____ RECORDS FOR THE TASK
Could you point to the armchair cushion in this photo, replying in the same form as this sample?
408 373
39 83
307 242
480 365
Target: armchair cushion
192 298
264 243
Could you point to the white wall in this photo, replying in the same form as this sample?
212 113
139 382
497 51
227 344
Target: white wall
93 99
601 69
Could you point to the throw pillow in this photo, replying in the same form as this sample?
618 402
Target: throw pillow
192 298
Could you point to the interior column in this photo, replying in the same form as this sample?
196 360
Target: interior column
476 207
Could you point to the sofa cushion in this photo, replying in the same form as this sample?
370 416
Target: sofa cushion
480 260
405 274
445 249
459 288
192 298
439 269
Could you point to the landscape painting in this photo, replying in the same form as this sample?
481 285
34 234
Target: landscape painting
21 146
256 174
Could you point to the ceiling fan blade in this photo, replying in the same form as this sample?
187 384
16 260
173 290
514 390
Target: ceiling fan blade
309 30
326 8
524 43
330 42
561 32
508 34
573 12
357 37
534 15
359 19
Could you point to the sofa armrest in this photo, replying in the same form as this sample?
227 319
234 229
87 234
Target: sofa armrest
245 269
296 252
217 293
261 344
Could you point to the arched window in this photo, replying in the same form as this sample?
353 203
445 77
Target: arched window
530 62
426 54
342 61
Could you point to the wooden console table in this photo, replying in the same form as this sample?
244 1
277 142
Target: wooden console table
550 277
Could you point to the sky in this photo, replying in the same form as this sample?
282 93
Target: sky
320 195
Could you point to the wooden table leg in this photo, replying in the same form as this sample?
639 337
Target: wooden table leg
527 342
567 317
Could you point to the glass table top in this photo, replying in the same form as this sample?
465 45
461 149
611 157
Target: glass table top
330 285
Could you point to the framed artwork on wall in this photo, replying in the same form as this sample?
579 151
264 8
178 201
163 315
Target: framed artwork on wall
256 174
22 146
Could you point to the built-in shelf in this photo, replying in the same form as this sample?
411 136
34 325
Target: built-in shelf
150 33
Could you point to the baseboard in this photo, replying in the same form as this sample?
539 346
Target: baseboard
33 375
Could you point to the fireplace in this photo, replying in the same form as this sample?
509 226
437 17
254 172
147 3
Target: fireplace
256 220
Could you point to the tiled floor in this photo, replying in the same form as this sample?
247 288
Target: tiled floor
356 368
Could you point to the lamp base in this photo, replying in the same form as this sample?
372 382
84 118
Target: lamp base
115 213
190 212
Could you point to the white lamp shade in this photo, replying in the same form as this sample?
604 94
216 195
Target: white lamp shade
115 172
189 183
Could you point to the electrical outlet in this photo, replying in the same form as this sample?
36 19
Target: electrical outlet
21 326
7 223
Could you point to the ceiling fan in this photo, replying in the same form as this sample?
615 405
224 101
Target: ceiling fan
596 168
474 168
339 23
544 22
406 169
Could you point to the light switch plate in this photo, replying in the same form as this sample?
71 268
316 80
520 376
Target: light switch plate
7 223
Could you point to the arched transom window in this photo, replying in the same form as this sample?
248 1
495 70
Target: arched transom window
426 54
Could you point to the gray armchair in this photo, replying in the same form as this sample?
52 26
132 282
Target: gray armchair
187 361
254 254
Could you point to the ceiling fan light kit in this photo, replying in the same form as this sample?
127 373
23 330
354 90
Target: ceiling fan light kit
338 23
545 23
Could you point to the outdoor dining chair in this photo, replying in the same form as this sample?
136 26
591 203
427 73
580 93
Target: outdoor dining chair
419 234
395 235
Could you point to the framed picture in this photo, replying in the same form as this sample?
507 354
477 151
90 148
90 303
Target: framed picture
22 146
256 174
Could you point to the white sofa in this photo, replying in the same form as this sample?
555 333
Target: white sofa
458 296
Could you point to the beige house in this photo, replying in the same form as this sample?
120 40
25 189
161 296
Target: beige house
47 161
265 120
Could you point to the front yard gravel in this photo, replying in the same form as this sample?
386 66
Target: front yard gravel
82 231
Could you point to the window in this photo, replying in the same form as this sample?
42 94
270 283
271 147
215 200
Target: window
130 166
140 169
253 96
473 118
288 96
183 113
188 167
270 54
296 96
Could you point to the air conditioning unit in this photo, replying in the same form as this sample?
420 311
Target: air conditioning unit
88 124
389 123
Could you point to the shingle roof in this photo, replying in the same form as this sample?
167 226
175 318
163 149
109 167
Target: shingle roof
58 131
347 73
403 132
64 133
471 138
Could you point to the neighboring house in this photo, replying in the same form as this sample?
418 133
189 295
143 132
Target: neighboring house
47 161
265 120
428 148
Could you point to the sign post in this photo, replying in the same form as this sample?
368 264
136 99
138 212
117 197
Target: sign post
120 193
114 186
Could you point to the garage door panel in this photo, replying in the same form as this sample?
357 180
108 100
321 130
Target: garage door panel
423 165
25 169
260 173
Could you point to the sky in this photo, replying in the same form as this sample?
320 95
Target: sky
________
SHORT PROBLEM – Show the data once more, exactly as it was written.

THE RESULT –
Could you point to the armchair cushion in this photo, replying in the same form as this sample?
408 373
39 83
307 242
480 365
Target: armchair cushion
192 298
264 243
Could you point to the white wall in this photo, replying in the same form as this sample?
212 113
139 382
497 51
227 344
Target: white wall
93 99
601 69
Could you point to the throw pillow in this photo, replying in the same form as this sample?
618 402
Target: throw pillow
192 298
Could you point to the interior column in this photo, replying in the same form as this sample?
196 360
Target: interior column
476 207
Could you point to the sofa cushion in this photo, replying in the same form as this sample?
370 416
Target: sofa cushion
480 260
405 274
445 249
459 288
192 298
439 269
Could you point to the landscape painting in this photo, replying in the same form as this sample?
481 285
34 234
Target: landscape painting
21 146
256 174
Could you point to the ceiling fan blade in this photo, replying in the same form as this sample?
187 384
16 260
173 290
514 390
Target: ceiling fan blade
309 30
326 8
524 43
330 42
561 32
508 34
573 12
357 37
534 15
359 19
Could you point to the sofa armrest in this photo, replying in the same form as this sample?
227 319
234 229
87 234
Target: sofa armrest
245 269
296 252
217 293
261 344
Could you point to the arched window in this photo, replying in the same form as this sample?
353 203
445 77
Target: arched window
530 62
426 54
342 61
Could you point to the wooden console table in this photo, replying in the same form as this sample?
244 1
277 142
Target: wooden console table
550 277
Could you point to the sky in this photo, replying in the same form as this sample?
282 93
Target: sky
320 195
Could you point to the wooden table leg in this photo, replying in the same form as this sample?
639 337
Target: wooden table leg
527 342
567 317
Could you point to the glass table top in this photo, replying in the same form as this sample?
465 45
461 149
611 157
Target: glass table top
330 285
Could you point to the framed artwork on wall in this photo, replying in the same form as this sample?
579 151
264 8
178 201
163 315
Target: framed artwork on wall
256 174
22 146
Could you point to the built-in shelf in this photo, replying in the same form as this sample?
411 136
34 325
Target: built-in shelf
150 33
Could you point to the baseboard in this photo, replying in the same form as this sample?
539 346
Target: baseboard
33 375
Could you point to the fireplace in this photo, replying in the same form as this sample?
509 226
437 17
254 172
147 3
Target: fireplace
256 220
Could you point to the tiled floor in this photo, replying in the same form as this sample?
247 288
Target: tiled floor
356 368
Could you point to the lamp base in this photo, replying in the same form as this sample?
372 382
84 118
Target: lamp base
115 213
190 212
Could you point to the white lamp shade in this photo, replying in the same form as this sample?
604 94
216 195
Target: white lamp shade
115 172
189 183
Could you point to the electrical outlet in this photo, replying in the same form as this sample?
36 19
Target: electrical outlet
21 326
7 223
Could you point to the ceiling fan in this photo, replying in the same form as this sample?
615 405
224 101
Target: ceiling fan
596 168
474 168
339 23
544 22
406 169
Could you point to the light switch plate in this photo, replying in the same form as this sample?
71 268
316 80
520 376
Target: light switch plate
7 223
Could you point to the arched transom window in this photo, replying in the same form as this sample?
248 1
495 70
Target: arched transom window
426 54
Could you point to the gray armchair in this photo, replying in the same form as this sample?
52 26
132 282
Target: gray armchair
187 361
254 254
Could you point to the ceiling fan light kit in this photo, replying in the same form as this sample?
127 373
23 330
354 90
Target: ceiling fan light kit
338 23
545 23
Could you point to the outdoor dining chair in this photo, replying in the same form as this sample?
136 26
591 203
427 73
580 93
Target: outdoor dining chair
419 234
395 235
Could you point to the framed picture in this photo, replying in the same form as this sample?
507 354
477 151
90 148
90 303
Target: framed picture
22 146
256 174
Could you point to the white sofa in this photo, replying in the same form as this sample?
555 333
Target: white sofa
458 296
Could you point to the beige house in this photo, replying in the same form as this sample?
120 40
25 189
161 296
Target: beige house
47 161
265 120
Could you point to the front yard gravel in this photo, replying in the same form as this sample?
386 66
Target: front yard gravel
82 231
Could you point to the window in this photo, replying in the same form as this sample?
42 94
270 283
271 147
215 200
Target: window
130 166
140 169
253 96
473 118
288 96
183 113
188 167
270 54
296 96
Could you point to the air conditioning unit in this photo, replying in the same form as this sample?
420 311
Target: air conditioning unit
88 124
389 123
Could you point to the shingle roof in this photo, replying in the same form as this sample?
167 226
175 318
163 149
109 167
Target: shingle roof
58 131
347 73
403 132
64 133
471 138
Could you point to the neighboring house in this photo, replying in the same form as this sample?
418 133
189 295
143 132
Target: neighboring house
47 161
265 120
428 148
Could you point to the sign post in this photo, replying in the same form as this sample?
368 264
136 99
138 212
117 197
Target: sign post
120 193
114 186
Could you point to the garage door panel in this photo, replying in the same form as this sample?
357 180
108 100
321 130
Target: garage door panel
423 165
25 169
260 173
Could you point to the sky in this photo, replying in the same form as this sample?
320 95
Target: sky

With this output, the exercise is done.